● WHAT NEEDS TO BE DONE: Reproduce verbatim the stretch of the data below from the line containing "of the green" through the end of the data, both ends included.

● RECORDS FOR THIS TASK:
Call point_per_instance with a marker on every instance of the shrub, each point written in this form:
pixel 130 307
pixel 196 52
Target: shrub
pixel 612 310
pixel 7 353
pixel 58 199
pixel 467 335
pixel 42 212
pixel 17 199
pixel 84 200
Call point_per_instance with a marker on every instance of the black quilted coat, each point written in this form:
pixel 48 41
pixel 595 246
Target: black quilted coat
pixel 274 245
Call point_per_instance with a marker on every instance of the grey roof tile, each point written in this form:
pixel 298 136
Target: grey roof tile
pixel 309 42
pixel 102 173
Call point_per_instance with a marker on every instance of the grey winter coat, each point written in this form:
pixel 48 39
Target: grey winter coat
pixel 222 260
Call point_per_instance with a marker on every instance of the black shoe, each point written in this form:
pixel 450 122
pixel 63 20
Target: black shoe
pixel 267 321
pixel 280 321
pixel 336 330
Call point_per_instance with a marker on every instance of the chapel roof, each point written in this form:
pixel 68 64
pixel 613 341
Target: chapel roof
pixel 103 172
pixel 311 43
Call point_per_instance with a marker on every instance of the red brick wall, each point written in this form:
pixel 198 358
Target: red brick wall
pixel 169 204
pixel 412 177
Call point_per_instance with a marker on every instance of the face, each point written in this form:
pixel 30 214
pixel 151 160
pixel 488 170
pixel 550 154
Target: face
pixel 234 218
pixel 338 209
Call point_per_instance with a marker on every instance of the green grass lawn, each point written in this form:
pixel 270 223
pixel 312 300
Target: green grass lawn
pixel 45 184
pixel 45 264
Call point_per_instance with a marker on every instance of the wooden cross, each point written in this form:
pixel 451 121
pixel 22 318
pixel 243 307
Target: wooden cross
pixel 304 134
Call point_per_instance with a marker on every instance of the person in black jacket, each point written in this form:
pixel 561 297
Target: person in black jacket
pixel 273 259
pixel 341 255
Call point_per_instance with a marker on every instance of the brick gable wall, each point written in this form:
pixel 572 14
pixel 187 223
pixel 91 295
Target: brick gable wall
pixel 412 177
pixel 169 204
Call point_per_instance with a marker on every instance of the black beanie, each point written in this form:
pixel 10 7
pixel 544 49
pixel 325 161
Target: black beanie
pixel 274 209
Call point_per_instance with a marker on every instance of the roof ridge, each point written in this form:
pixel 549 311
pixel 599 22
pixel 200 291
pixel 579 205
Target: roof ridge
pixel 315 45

● THE RESULT:
Call point_per_instance with a marker on every instance of the green grass lawn, each point written in this form:
pixel 270 223
pixel 312 300
Target: green grass lawn
pixel 45 184
pixel 45 264
Call point_per_instance with a marker on every instance of the wooden cross, each point written in this form:
pixel 451 121
pixel 22 318
pixel 243 307
Target: wooden cross
pixel 304 134
Call point_per_instance with a marker on every instance of the person in black jacket, each point written in this form:
pixel 561 297
Target: person in black jacket
pixel 273 259
pixel 341 255
Call point_per_instance with a marker on every instance of the brick gable wall, each point written in this form:
pixel 572 14
pixel 187 223
pixel 91 295
Target: brick gable wall
pixel 412 177
pixel 169 204
Call point_per_instance with a marker on every instance of the black beanie, each point written in this form:
pixel 10 7
pixel 544 49
pixel 325 161
Target: black beanie
pixel 274 209
Call point_per_instance with a marker on every instance of the roof ridge, each point written in this form:
pixel 549 311
pixel 599 22
pixel 200 291
pixel 579 205
Target: roof ridge
pixel 315 45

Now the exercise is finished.